- [Documento]
((
Por Marana Borges
Apesar do clima de “déjà vu”, com Emmanuel Macron (centro-direita) e Marine Le Pen (extrema direita) de novo disputando o segundo turno das presidenciais francesas, o jogo de forças agora é outro.
Em 2017, Le Pen, então única voz potente do extremismo anti-imigração, aproveitando a onda do Brexit, defendia a saída do euro com conhecimentos amadores de economia, o que lhe custou credibilidade nos debates televisivos.
Já Macron era novidade e, apesar do discurso liberal, no segundo turno atraiu metade dos eleitores do esquerdista Jean-Luc Mélenchon, em uma frente de voto útil contra Le Pen. O resultado final foi de 66% para Macron contra 33% para a rival.
Desta vez, a margem de Macron é mais estreita, com as projeções de um segundo turno mais acirrado. Além disso, na transferência de votos de Mélenchon (21,95% do total), Le Pen ganharia fôlego em relação a 2017, e poderá receber 20% dos votos do esquerdista (em 2017, ela se beneficiou de 10% desse eleitorado).
))
- [Desafio 1]
Repita fielmente o trecho do documento sobre a eleição presidencial francesa que começa em "Já Macron era" e termina em "10% desse eleitorado).".
- [Desafio 2]
Conte as linhas abaixo que contêm a palavra "fluffy" e responda somente com o número.

- [Linhas de entrada]
((
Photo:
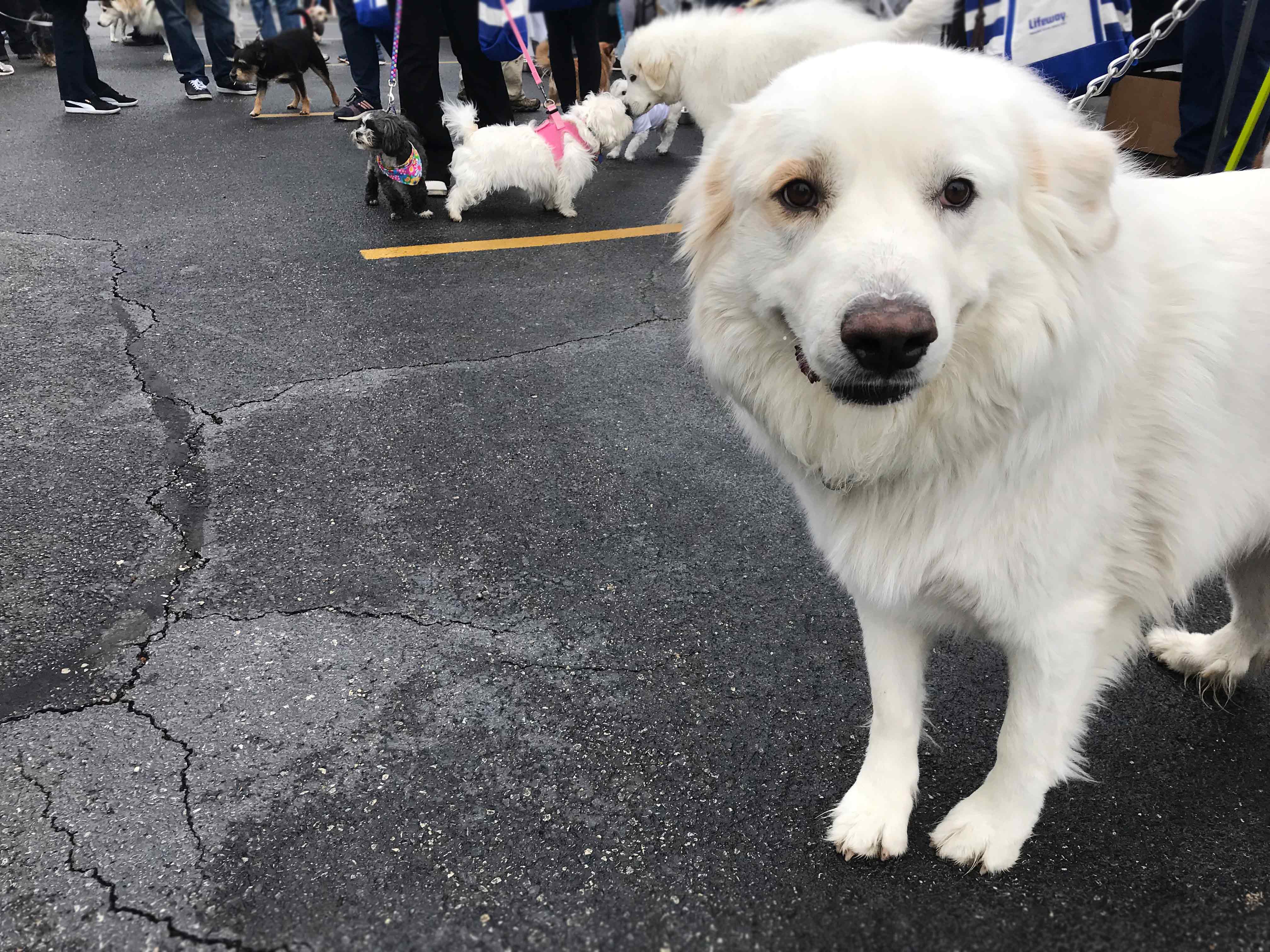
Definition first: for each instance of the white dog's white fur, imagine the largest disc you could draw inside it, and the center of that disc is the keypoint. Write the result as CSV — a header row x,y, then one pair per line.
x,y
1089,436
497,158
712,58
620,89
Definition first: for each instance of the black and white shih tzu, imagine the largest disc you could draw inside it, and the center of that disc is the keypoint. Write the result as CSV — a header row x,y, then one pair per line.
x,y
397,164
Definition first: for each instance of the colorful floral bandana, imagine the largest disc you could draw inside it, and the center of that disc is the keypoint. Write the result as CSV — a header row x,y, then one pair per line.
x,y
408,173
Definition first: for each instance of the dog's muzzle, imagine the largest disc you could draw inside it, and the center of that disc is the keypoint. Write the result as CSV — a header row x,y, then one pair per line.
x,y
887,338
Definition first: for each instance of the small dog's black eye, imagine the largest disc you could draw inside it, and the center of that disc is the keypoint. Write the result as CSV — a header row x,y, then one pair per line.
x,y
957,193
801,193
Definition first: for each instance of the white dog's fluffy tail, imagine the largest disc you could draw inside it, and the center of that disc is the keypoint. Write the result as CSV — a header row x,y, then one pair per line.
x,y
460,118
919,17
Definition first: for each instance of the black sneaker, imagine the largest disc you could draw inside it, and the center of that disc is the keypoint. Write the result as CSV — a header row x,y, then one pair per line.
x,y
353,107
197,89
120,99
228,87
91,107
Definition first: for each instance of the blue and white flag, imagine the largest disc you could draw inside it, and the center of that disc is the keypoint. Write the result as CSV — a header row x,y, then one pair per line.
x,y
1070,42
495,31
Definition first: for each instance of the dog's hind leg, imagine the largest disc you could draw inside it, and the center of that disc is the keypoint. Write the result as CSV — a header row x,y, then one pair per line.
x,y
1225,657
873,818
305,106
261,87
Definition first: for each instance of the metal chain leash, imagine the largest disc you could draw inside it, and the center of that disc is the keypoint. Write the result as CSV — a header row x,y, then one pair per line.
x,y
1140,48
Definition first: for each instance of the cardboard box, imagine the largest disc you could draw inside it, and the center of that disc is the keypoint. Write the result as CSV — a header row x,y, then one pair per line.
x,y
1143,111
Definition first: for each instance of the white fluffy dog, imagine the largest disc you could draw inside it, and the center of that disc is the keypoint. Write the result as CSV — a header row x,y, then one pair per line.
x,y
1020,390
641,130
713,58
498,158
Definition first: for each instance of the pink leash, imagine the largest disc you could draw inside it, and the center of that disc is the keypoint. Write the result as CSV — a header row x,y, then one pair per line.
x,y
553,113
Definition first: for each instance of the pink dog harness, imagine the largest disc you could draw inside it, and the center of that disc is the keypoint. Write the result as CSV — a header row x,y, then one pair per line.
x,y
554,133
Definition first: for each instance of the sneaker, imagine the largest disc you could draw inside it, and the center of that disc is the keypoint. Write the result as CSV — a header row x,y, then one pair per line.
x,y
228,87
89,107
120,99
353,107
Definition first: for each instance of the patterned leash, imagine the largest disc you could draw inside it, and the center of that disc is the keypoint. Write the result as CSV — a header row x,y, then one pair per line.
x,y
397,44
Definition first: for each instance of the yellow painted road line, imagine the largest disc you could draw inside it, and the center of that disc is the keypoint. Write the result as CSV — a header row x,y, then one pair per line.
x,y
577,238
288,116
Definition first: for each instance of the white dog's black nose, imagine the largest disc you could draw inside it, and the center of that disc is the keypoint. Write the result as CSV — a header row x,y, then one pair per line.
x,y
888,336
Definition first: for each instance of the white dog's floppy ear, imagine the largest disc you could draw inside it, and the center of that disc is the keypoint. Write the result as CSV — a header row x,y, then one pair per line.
))
- [Solução do exercício 1]
Já Macron era novidade e, apesar do discurso liberal, no segundo turno atraiu metade dos eleitores do esquerdista Jean-Luc Mélenchon, em uma frente de voto útil contra Le Pen. O resultado final foi de 66% para Macron contra 33% para a rival.
Desta vez, a margem de Macron é mais estreita, com as projeções de um segundo turno mais acirrado. Além disso, na transferência de votos de Mélenchon (21,95% do total), Le Pen ganharia fôlego em relação a 2017, e poderá receber 20% dos votos do esquerdista (em 2017, ela se beneficiou de 10% desse eleitorado).

- [Solução do exercício 2]
2